== EXTRACTED INFORMATION ==
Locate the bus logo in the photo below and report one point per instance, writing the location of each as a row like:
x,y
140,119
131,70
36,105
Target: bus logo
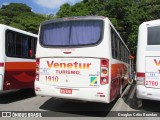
x,y
157,62
93,80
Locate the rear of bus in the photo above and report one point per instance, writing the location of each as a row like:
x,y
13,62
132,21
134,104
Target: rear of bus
x,y
73,59
148,61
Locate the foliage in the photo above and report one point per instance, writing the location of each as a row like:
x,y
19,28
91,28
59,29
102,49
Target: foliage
x,y
20,16
126,15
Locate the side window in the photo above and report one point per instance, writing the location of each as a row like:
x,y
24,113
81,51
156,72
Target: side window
x,y
19,45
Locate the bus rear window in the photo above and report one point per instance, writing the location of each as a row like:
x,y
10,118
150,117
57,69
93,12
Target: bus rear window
x,y
71,33
154,35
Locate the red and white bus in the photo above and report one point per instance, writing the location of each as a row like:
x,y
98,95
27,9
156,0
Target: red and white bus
x,y
148,61
81,58
17,58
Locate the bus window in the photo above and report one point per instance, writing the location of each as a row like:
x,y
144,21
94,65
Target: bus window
x,y
154,35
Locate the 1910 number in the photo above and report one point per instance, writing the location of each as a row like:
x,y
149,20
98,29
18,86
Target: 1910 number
x,y
52,78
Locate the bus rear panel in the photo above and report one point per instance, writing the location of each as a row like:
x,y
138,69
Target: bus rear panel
x,y
74,60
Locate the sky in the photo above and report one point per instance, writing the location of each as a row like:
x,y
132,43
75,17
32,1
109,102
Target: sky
x,y
41,6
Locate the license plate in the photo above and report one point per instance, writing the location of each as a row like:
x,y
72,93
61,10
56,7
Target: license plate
x,y
65,91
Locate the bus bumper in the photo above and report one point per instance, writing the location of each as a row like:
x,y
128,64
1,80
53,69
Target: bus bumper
x,y
83,94
143,92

== GIVEN REQUEST ==
Can you write out all of the records above again, swapping "Locate" for "Find" and changing nothing else, and leave the pictures out?

== EXERCISE SOLUTION ==
Find the bus logo in the photo below and report one point per instance, writing the location of each as a row like:
x,y
140,119
131,70
36,105
Target: bus logo
x,y
157,62
93,80
Find the rear of bus in the photo above and report one point per instance, writing the location of each as a row like:
x,y
13,62
132,21
134,104
Target: rear of bus
x,y
73,59
148,61
Find the foliage in the photo above and report one point per instance, writing the location of each as a row like:
x,y
19,28
91,28
59,29
102,49
Target: foliage
x,y
20,16
126,15
Find the side window in the photo above and report one point per instance, writing the location of each as a row like:
x,y
24,113
81,51
156,72
Target: side window
x,y
19,45
Find the bus rear window in the photo above and report one point per instance, writing the location of each as a row like:
x,y
10,118
150,117
57,69
93,12
Target: bus rear window
x,y
71,33
154,35
Find the red and white bus in the photo above and report one point per instance, writing the location of each as a row like:
x,y
98,95
27,9
156,0
Target: red and white bus
x,y
148,61
81,58
17,58
Find the bus window in the photo above and report one point per instance, writing the location of each as a row like:
x,y
144,21
94,65
Target: bus window
x,y
154,35
Find the 1910 number in the photo above and report one point per instance, writing the location of each as a row like:
x,y
149,20
98,29
18,86
Target: 1910 number
x,y
52,78
Find the bus rear panel in the photo above and report one point per instance, writing the location of each as a row like:
x,y
138,69
Target: bus rear panel
x,y
74,60
Find the sky in the photo above and report one point per instance, writing the location of each as a row like:
x,y
132,43
75,17
32,1
109,102
Target: sky
x,y
41,6
Find the license plate in the photo above and report one point per instance, writing the location of each as a row like:
x,y
72,93
61,10
56,7
Target: license plate
x,y
65,91
Find the bus bumper in the photo above and report one point per instance, writing the location of each as a row like:
x,y
128,64
1,80
53,69
Target: bus bumper
x,y
83,94
143,92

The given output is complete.